(Saved data entries)
+---+
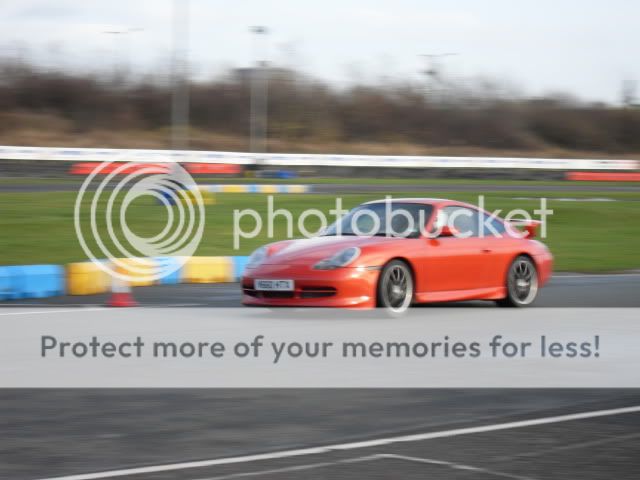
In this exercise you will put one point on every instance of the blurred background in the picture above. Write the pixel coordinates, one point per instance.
(408, 77)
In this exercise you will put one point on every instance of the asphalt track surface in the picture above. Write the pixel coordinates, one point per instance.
(428, 186)
(324, 434)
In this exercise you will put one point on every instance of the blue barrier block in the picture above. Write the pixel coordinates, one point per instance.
(167, 264)
(15, 282)
(37, 281)
(285, 174)
(239, 263)
(6, 283)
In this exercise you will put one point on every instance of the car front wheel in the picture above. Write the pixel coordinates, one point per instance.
(395, 287)
(522, 283)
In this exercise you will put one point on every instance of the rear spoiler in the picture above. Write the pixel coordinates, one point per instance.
(529, 228)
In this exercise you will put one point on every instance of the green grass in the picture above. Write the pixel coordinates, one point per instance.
(584, 236)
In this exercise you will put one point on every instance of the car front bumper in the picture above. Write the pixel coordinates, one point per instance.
(347, 287)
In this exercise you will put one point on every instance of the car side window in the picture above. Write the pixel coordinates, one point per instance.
(464, 220)
(498, 227)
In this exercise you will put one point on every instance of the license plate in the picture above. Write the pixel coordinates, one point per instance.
(274, 285)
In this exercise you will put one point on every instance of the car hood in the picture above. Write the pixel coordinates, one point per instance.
(309, 251)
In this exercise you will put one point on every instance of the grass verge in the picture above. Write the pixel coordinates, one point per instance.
(584, 236)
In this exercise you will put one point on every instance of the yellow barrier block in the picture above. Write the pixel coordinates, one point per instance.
(208, 270)
(268, 189)
(234, 188)
(86, 278)
(140, 271)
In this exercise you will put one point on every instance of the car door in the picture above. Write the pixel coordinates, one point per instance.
(458, 262)
(499, 247)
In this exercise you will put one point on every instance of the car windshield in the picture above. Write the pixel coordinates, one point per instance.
(392, 219)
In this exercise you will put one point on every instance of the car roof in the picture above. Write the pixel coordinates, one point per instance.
(423, 201)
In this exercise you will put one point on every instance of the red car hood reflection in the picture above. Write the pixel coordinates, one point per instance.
(312, 250)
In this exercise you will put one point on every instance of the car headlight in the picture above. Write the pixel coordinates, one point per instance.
(257, 257)
(340, 259)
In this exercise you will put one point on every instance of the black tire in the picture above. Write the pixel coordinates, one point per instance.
(522, 283)
(395, 287)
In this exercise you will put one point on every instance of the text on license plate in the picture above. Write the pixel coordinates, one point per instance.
(277, 285)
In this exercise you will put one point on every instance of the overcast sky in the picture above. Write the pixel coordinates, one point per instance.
(587, 48)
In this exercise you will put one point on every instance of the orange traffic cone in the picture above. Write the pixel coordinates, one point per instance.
(120, 294)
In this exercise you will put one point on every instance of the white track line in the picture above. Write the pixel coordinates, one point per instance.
(58, 310)
(350, 446)
(368, 458)
(596, 275)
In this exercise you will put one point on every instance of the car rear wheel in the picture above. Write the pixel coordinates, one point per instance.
(395, 287)
(522, 283)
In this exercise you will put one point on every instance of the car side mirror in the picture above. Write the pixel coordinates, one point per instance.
(447, 231)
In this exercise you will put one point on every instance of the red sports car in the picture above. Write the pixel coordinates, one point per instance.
(396, 253)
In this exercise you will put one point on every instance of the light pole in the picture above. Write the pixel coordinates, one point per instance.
(259, 92)
(179, 77)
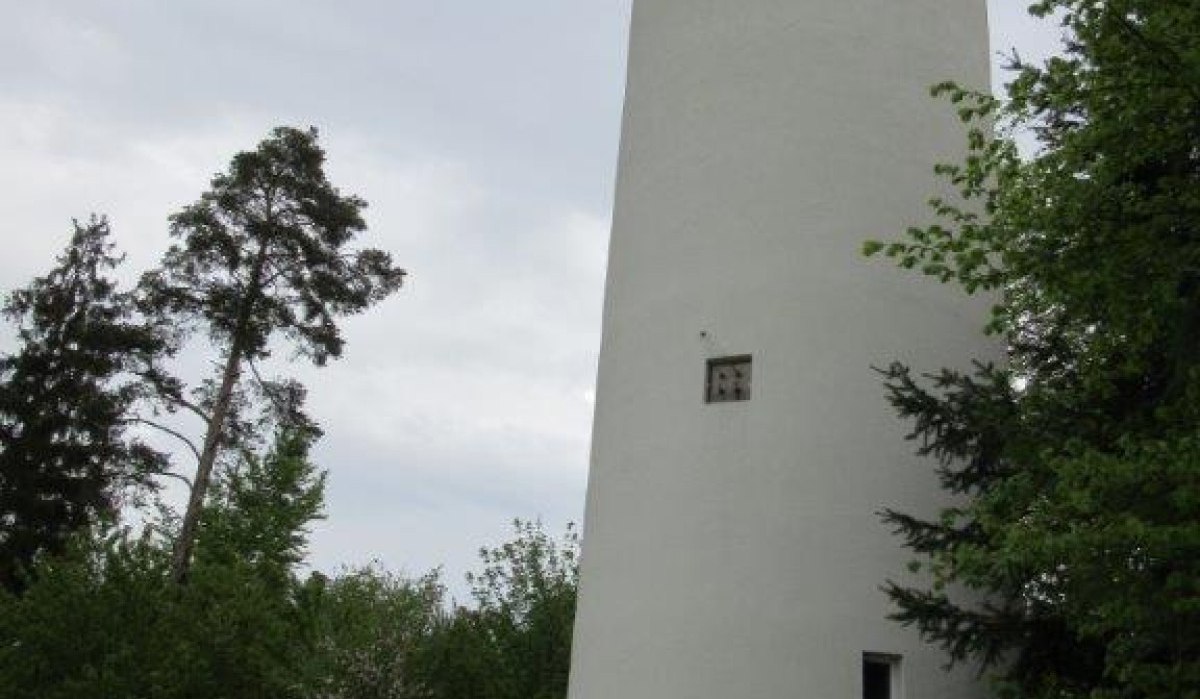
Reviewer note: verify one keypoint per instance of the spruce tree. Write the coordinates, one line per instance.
(1078, 464)
(66, 399)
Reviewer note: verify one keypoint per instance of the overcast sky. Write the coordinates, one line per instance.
(483, 133)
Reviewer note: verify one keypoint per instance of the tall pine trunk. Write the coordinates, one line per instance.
(181, 559)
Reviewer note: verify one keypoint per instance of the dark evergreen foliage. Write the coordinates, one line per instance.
(263, 254)
(1079, 462)
(65, 401)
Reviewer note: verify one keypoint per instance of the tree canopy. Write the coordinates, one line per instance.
(264, 252)
(1079, 461)
(66, 400)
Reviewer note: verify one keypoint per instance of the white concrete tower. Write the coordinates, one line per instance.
(732, 548)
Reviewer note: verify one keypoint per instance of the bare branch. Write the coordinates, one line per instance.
(167, 430)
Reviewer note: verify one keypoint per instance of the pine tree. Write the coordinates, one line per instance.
(261, 255)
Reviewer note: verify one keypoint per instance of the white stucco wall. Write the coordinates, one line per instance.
(732, 550)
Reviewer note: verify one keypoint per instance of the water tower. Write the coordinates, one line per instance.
(742, 443)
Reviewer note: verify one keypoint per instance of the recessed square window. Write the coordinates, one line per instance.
(881, 676)
(729, 378)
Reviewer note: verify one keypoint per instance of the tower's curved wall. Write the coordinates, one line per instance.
(732, 550)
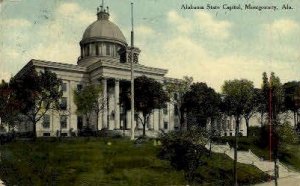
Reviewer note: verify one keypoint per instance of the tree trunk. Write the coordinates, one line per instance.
(247, 126)
(237, 122)
(34, 130)
(182, 119)
(144, 125)
(97, 120)
(295, 119)
(261, 118)
(210, 136)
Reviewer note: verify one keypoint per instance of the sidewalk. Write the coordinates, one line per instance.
(286, 181)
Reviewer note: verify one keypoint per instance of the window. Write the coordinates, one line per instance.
(175, 110)
(165, 110)
(46, 134)
(166, 125)
(97, 49)
(79, 87)
(64, 134)
(175, 96)
(107, 49)
(63, 103)
(79, 122)
(46, 121)
(64, 87)
(63, 122)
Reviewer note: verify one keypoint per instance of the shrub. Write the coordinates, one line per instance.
(184, 151)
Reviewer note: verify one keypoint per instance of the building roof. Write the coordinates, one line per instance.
(104, 29)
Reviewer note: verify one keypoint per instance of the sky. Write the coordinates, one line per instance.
(210, 45)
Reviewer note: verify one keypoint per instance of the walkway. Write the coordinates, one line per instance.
(286, 175)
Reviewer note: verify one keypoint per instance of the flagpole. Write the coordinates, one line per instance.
(132, 76)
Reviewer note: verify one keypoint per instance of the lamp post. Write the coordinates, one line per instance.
(132, 76)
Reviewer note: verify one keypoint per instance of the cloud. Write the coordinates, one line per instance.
(183, 56)
(181, 24)
(14, 23)
(282, 27)
(144, 30)
(5, 76)
(202, 22)
(211, 26)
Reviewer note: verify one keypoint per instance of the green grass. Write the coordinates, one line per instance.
(288, 154)
(90, 161)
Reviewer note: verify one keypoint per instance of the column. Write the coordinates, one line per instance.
(117, 105)
(104, 113)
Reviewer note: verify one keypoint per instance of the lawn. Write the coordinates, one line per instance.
(98, 161)
(289, 154)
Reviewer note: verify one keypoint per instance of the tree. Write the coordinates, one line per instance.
(149, 95)
(89, 100)
(274, 96)
(202, 102)
(291, 94)
(236, 94)
(176, 91)
(37, 93)
(9, 106)
(251, 106)
(184, 150)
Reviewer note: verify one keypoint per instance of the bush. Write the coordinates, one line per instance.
(184, 151)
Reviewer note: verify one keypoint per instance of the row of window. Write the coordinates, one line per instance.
(100, 49)
(63, 121)
(64, 87)
(165, 110)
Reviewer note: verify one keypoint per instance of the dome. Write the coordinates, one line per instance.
(104, 29)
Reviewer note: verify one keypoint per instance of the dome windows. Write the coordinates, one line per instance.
(100, 49)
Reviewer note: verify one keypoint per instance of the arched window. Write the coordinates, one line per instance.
(97, 49)
(107, 49)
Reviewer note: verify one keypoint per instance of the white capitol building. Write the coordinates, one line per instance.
(106, 59)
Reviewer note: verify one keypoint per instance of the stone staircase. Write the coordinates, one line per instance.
(248, 157)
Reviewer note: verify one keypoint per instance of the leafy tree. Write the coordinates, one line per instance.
(274, 96)
(89, 100)
(149, 95)
(37, 93)
(202, 103)
(184, 150)
(291, 94)
(9, 106)
(236, 94)
(176, 91)
(251, 106)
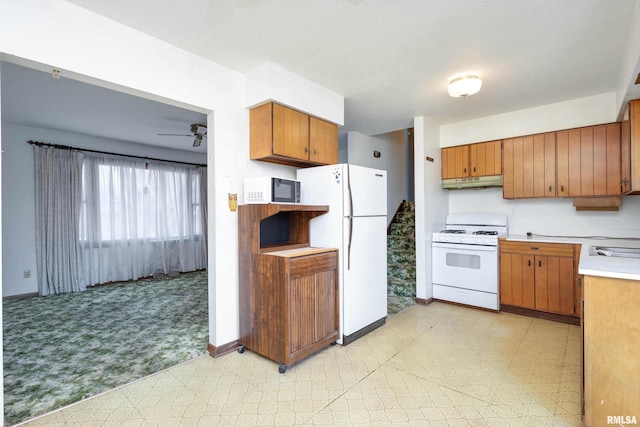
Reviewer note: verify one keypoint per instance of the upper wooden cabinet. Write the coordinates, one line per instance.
(630, 149)
(539, 276)
(589, 161)
(485, 158)
(455, 162)
(279, 134)
(323, 142)
(462, 161)
(582, 162)
(529, 166)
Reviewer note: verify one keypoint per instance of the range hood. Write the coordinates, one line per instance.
(472, 182)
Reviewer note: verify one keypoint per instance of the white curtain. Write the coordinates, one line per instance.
(58, 203)
(203, 204)
(140, 218)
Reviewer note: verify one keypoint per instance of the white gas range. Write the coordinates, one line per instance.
(465, 259)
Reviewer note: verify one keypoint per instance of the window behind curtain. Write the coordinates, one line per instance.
(139, 218)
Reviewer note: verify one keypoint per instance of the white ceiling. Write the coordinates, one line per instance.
(392, 59)
(34, 98)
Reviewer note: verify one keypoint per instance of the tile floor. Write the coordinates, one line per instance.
(440, 365)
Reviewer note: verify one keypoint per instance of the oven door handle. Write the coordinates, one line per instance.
(464, 247)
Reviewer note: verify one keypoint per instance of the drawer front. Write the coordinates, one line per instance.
(310, 264)
(537, 248)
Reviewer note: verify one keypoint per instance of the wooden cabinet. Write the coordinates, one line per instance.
(539, 276)
(481, 159)
(630, 149)
(288, 291)
(485, 158)
(279, 134)
(323, 142)
(611, 322)
(575, 163)
(529, 166)
(455, 162)
(589, 161)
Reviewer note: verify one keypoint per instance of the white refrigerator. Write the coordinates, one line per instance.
(356, 224)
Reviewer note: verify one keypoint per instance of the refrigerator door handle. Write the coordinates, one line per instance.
(349, 243)
(350, 218)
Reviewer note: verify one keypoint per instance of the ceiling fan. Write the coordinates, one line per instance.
(197, 131)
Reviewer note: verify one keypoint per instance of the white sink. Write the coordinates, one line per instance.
(614, 251)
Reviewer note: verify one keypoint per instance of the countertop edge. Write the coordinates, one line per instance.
(602, 266)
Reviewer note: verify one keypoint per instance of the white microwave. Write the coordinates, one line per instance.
(269, 189)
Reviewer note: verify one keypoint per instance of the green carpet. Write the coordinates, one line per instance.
(63, 348)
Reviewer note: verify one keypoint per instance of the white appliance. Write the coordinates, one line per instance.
(356, 224)
(465, 259)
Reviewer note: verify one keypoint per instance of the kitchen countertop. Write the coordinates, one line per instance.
(591, 265)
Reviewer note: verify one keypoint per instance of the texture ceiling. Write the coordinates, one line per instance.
(392, 59)
(34, 98)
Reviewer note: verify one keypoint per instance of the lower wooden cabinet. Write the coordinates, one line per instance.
(611, 325)
(539, 276)
(293, 310)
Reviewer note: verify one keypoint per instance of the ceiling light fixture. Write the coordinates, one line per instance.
(464, 84)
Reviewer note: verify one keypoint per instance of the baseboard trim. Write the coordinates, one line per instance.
(541, 314)
(348, 339)
(223, 349)
(20, 296)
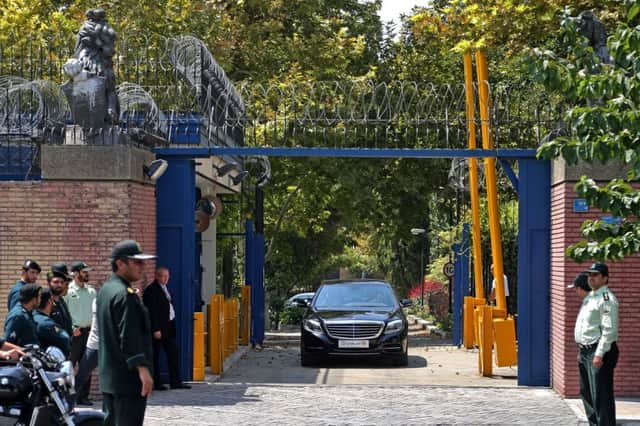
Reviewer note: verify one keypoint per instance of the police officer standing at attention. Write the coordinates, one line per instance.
(58, 278)
(79, 299)
(49, 333)
(30, 272)
(19, 327)
(125, 352)
(596, 333)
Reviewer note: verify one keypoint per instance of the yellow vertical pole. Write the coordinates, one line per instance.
(198, 346)
(216, 359)
(468, 329)
(246, 315)
(235, 305)
(490, 173)
(473, 178)
(226, 328)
+---+
REQUIRED ACTION: Nothing but the lines from the one containing "carpet. Write the coordinates, one line per instance." through the last line of the records above should appear, each repeated exactly, with no pictures.

SOLUTION TO THIS PROBLEM:
Reviewer note: verify one keypoint per instance of the green carpet. Write the coordinates, one line per instance.
(63, 348)
Reviewer note: verify one keypoint per instance of the white appliance. Write the coordinates, one line per instance.
(356, 224)
(465, 259)
Reviewer note: verify one keypoint per instance of the kitchen countertop. Write the coordinates, one line per instance.
(591, 265)
Reviewer note: verify one keypoint per instance of the texture ceiling. Write the coordinates, one line per instance.
(392, 59)
(34, 98)
Reviewer note: verify one keypoint per instance of the lower wooden cabinet. Write the coordinates, one line per instance.
(611, 325)
(539, 276)
(293, 310)
Reviewer note: verify one keypoint per instance of the ceiling light fixture. Write the coordinates, one line per instance.
(464, 84)
Reviewer note: verify one keypoint per instance of the baseboard trim. Write the coordinates, one line per instance.
(541, 314)
(348, 339)
(223, 349)
(20, 296)
Reviewer note: verify one keypoint per instance of the police officer standing at attention. Write the coordinates, one line per instance.
(58, 278)
(79, 299)
(49, 333)
(30, 272)
(19, 327)
(125, 352)
(596, 333)
Reviewer note: verify one keypoint per instance of the yellow vertical pole. Write the coordinates, one line per instance.
(198, 346)
(216, 359)
(468, 329)
(246, 315)
(235, 305)
(490, 173)
(473, 178)
(226, 328)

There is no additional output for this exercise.